◆ Challenge
Everything from the line containing "Reviewer note: confirm that each instance of the blue patterned" to the final line of the records below should be given again exactly, and nothing else.

** BEGIN **

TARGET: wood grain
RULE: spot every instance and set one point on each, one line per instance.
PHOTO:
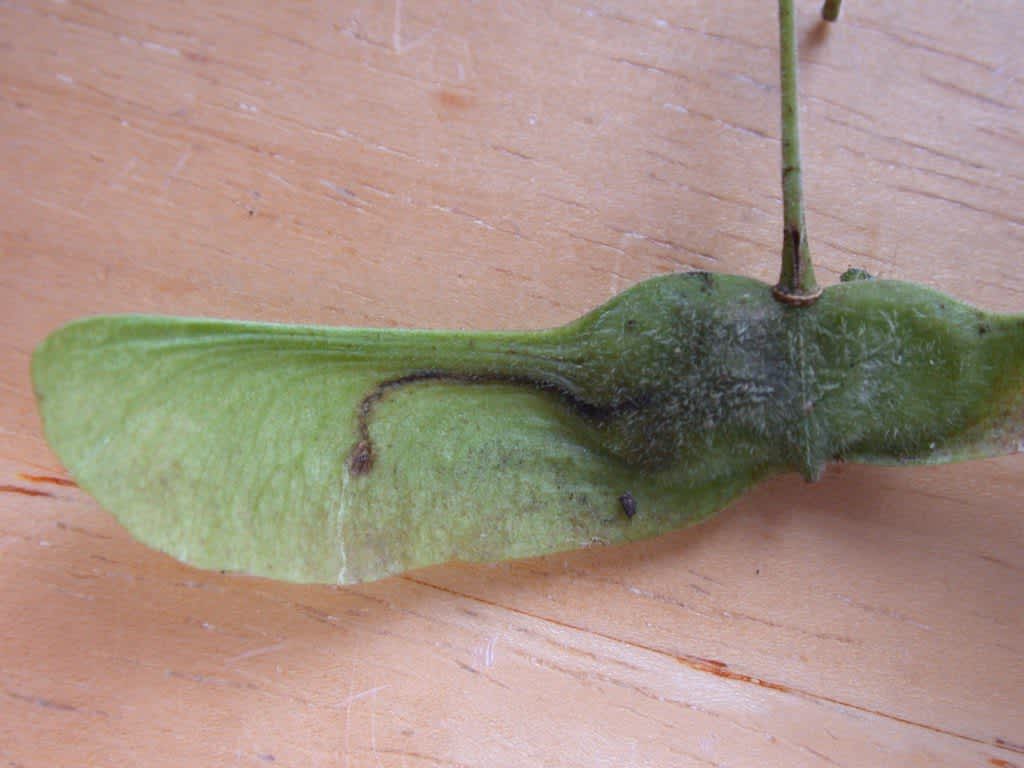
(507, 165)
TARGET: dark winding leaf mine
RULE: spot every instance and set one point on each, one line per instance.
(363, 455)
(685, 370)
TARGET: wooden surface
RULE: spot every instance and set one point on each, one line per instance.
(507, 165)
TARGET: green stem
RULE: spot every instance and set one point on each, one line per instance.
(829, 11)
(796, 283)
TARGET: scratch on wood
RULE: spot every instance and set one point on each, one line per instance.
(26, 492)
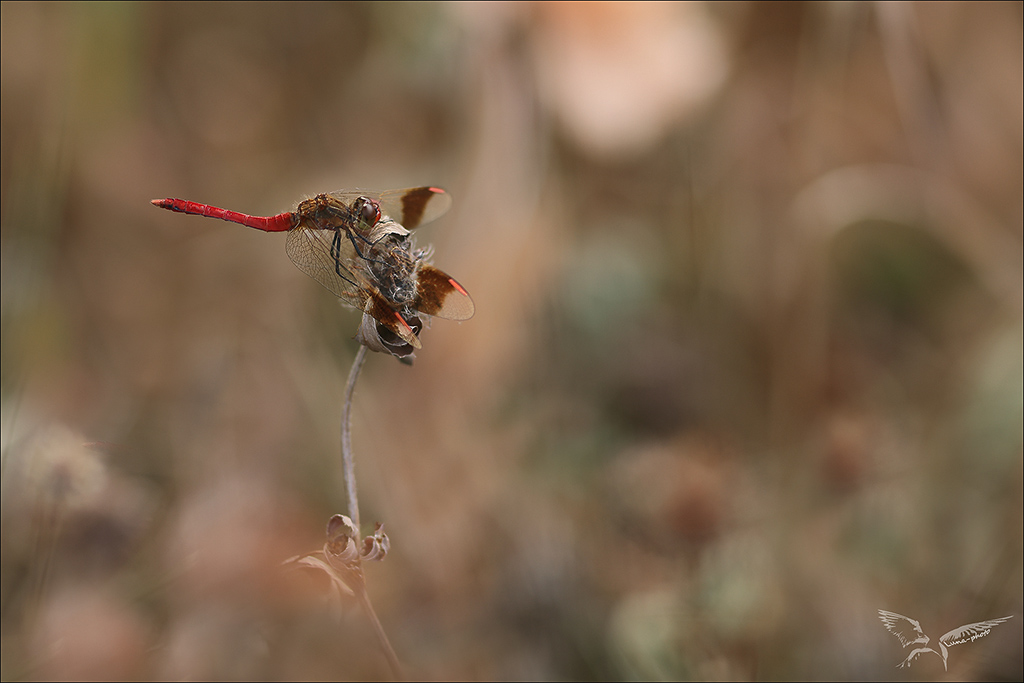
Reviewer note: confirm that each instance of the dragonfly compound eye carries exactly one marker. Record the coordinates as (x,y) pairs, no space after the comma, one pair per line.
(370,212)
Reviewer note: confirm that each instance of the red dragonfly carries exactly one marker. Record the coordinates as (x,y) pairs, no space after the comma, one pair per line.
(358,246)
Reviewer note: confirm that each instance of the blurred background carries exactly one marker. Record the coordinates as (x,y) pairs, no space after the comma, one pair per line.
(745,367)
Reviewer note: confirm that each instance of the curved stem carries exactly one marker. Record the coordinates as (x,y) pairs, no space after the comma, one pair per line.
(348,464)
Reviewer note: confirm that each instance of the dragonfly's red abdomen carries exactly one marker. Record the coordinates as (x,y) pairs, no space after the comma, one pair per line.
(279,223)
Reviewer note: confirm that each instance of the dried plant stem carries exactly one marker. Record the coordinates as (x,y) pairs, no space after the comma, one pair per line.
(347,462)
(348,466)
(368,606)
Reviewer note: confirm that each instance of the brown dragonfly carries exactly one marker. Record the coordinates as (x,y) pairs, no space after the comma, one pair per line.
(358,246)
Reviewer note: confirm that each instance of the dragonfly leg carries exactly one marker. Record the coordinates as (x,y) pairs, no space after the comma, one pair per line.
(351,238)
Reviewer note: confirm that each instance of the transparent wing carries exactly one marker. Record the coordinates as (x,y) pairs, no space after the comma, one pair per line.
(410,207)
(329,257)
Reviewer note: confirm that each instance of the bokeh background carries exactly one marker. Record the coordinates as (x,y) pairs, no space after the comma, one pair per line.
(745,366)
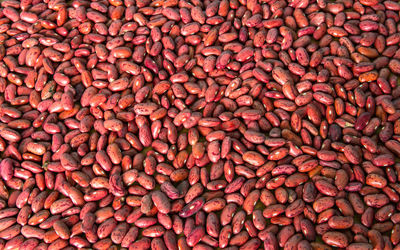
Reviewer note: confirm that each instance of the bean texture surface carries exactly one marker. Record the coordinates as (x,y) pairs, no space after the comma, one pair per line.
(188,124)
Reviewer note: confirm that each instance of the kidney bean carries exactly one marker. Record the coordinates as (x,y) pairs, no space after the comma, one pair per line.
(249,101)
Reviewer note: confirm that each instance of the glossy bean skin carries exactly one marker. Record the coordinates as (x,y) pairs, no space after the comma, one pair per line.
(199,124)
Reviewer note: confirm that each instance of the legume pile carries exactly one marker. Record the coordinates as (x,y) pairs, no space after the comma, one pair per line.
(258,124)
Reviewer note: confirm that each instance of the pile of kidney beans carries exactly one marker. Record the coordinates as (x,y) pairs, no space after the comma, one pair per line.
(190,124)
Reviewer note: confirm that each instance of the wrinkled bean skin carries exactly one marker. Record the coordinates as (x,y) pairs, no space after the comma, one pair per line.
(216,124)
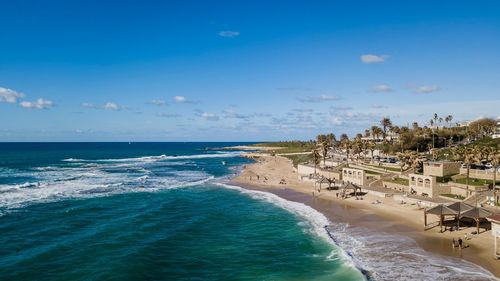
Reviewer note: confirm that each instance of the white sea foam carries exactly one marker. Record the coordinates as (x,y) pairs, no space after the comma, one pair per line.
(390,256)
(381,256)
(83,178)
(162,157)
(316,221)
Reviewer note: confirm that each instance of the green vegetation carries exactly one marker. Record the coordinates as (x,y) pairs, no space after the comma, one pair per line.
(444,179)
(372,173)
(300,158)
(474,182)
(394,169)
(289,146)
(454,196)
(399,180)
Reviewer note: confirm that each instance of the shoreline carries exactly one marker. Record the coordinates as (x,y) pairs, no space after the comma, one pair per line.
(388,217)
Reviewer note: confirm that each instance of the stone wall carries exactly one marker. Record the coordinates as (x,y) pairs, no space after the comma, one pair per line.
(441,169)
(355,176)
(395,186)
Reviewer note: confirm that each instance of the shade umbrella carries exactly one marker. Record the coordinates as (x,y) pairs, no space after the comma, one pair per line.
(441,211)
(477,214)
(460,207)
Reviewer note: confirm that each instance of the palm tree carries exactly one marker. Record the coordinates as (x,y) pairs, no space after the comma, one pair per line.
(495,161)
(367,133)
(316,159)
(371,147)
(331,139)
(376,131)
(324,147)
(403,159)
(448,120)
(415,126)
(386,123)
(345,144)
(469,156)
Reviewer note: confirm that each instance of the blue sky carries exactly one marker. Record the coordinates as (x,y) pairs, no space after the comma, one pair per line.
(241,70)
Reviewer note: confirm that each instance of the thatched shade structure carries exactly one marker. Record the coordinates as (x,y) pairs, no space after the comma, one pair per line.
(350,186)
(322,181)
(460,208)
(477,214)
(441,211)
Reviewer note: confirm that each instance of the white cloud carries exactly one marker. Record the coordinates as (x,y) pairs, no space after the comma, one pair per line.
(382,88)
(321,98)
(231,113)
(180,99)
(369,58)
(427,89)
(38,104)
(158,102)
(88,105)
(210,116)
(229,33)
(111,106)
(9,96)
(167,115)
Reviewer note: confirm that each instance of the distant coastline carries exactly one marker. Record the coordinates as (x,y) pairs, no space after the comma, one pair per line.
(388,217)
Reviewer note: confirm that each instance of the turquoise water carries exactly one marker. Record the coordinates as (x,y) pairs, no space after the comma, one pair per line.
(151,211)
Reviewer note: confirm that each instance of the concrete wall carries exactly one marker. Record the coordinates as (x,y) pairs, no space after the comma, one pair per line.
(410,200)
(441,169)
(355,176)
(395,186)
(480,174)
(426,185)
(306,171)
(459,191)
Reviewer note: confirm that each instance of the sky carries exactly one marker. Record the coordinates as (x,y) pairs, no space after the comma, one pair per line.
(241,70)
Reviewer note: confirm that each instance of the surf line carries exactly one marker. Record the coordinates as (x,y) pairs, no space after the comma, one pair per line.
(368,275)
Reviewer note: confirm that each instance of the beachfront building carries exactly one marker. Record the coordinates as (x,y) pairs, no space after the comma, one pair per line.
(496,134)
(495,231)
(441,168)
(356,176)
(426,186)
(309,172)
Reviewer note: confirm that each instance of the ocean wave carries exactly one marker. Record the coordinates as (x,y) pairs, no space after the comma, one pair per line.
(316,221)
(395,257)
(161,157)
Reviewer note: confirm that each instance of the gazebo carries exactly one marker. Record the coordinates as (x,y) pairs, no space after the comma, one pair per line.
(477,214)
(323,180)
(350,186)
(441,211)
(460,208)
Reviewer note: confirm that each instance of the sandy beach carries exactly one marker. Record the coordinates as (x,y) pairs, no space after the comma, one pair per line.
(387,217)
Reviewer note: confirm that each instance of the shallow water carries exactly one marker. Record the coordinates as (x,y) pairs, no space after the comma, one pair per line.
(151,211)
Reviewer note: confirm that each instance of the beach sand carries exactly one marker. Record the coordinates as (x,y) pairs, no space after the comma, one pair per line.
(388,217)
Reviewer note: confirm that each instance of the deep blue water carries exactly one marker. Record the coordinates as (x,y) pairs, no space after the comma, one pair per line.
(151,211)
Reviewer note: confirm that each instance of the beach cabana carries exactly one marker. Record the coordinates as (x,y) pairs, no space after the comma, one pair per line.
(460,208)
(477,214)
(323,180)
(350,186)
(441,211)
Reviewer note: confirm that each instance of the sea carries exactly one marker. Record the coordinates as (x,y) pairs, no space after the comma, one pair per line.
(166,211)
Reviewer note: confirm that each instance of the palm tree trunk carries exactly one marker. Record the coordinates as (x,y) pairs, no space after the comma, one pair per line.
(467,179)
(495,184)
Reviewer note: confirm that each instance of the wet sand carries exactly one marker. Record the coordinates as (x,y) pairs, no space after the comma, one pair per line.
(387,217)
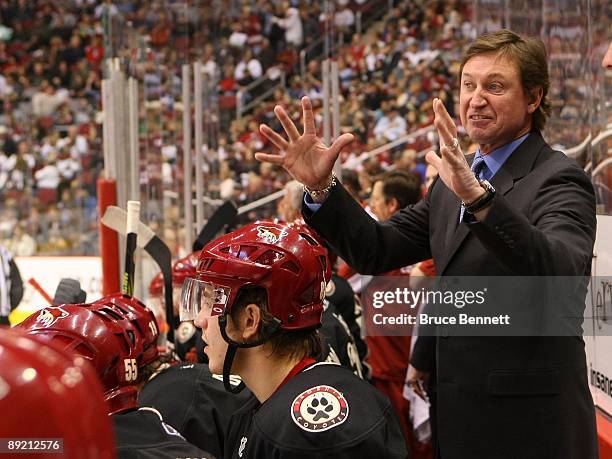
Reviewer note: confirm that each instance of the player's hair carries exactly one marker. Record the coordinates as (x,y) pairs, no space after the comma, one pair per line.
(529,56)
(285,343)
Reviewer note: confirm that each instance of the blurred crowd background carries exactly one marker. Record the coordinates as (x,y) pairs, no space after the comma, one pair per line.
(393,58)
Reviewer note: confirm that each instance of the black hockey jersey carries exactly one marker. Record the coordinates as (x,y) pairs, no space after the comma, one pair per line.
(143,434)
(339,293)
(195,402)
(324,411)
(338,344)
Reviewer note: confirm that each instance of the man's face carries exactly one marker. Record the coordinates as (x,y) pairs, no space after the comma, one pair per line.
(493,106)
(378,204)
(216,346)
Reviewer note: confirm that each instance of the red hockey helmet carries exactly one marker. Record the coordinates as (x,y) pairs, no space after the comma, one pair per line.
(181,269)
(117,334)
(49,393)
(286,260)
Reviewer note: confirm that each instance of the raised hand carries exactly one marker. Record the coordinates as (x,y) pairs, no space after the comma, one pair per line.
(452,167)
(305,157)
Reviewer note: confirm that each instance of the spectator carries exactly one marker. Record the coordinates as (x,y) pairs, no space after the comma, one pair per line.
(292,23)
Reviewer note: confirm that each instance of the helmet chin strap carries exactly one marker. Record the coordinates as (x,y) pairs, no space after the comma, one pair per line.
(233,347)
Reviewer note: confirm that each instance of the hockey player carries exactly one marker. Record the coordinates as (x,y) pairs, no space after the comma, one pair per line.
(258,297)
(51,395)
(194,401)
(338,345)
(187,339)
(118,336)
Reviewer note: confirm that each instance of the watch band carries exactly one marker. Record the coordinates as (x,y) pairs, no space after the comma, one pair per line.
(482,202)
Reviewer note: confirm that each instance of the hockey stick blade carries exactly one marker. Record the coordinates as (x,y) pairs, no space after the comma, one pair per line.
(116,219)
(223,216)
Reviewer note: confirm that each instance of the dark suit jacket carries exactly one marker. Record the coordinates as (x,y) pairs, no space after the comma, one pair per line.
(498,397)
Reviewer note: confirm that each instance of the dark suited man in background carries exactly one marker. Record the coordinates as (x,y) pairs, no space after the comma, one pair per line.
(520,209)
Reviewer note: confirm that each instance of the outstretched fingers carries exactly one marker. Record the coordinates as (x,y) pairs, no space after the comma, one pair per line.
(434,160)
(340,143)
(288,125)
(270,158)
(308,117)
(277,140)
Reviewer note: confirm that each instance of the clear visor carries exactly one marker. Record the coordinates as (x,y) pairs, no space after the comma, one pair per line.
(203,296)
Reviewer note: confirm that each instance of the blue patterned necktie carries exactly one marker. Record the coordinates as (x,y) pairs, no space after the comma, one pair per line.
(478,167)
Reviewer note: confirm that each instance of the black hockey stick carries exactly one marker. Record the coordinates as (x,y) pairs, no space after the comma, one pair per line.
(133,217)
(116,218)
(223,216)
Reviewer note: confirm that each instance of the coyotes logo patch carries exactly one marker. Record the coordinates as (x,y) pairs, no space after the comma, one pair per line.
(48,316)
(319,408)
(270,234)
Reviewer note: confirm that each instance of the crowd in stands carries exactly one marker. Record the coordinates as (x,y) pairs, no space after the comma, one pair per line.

** END **

◆ Response to this task
Reviewer note: confirm that each instance of the blue patterned necktie carries exactly one marker. Record the coordinates as (x,y) pairs, no space after the comma, one pair per line.
(478,167)
Reviewer note: confirm that each instance of the black hockey stick carries exactly one marker. Record the coordinates as (x,y) pairs, no space after the comma, one pair per line.
(133,217)
(116,218)
(223,216)
Reviewer note: confirm that each instance of the coyotes logo patch carries exactly one marker. Record the coordinates as (x,y) pairs, no space after the comma, one pair per line.
(48,316)
(319,408)
(270,234)
Reviewer note: confirm that each instance of the crowd in stands carries exactly one marker. Record the coordinates as (x,y) pairs, no space after the comma, one pair per line.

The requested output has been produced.